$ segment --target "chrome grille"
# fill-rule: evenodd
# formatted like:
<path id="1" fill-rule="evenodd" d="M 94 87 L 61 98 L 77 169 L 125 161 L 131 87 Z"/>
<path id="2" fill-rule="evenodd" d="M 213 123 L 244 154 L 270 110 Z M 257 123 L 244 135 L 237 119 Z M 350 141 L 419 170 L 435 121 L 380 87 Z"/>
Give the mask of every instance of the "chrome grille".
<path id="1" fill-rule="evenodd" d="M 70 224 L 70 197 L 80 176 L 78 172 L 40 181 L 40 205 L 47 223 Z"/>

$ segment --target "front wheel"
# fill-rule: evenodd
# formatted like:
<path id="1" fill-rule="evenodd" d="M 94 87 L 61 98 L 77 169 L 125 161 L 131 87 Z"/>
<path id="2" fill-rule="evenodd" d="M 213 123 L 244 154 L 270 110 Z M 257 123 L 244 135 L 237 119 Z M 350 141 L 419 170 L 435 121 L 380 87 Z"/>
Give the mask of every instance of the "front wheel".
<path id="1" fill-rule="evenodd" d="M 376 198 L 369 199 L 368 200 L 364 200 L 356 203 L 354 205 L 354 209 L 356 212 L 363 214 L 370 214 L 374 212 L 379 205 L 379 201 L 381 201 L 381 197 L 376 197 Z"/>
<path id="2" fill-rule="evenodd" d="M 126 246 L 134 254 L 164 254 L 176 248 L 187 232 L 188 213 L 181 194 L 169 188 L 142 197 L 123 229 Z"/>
• • • •
● Instructions to follow
Reproduce the material word for word, starting at the beginning and ending with the line that contains "70 224 L 70", including both of those lines.

● The completed task
$ segment --target "chrome grille"
# fill-rule: evenodd
# formatted like:
<path id="1" fill-rule="evenodd" d="M 94 87 L 61 98 L 77 169 L 125 161 L 131 87 Z"/>
<path id="2" fill-rule="evenodd" d="M 213 123 L 244 154 L 270 110 Z M 257 123 L 244 135 L 237 119 Z M 350 141 L 419 170 L 435 121 L 380 87 Z"/>
Give the mask of every instance of the "chrome grille".
<path id="1" fill-rule="evenodd" d="M 70 224 L 70 197 L 80 176 L 78 172 L 40 181 L 40 205 L 47 223 Z"/>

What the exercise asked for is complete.